Exercise directions.
Reproduce the records word for word, from their start through the line containing "(61, 341), (326, 480)", with both ends included and the pictures left out.

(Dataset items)
....

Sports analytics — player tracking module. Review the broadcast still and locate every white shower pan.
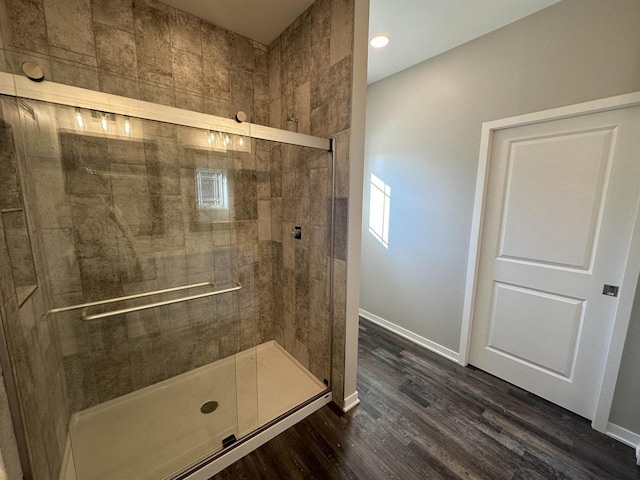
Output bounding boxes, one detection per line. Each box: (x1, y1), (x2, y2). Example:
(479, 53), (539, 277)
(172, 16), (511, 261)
(61, 341), (326, 480)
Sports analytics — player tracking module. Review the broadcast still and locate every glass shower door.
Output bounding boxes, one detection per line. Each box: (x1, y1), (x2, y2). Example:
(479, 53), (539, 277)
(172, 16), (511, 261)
(7, 96), (257, 480)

....

Exercise result.
Sports analytics — player tracking module. Review the broadcast still and locate every white shower pan.
Output bounding boxes, one detection per line. Each box: (x1, y1), (x2, y2). Example:
(479, 53), (539, 277)
(172, 16), (511, 261)
(61, 341), (326, 480)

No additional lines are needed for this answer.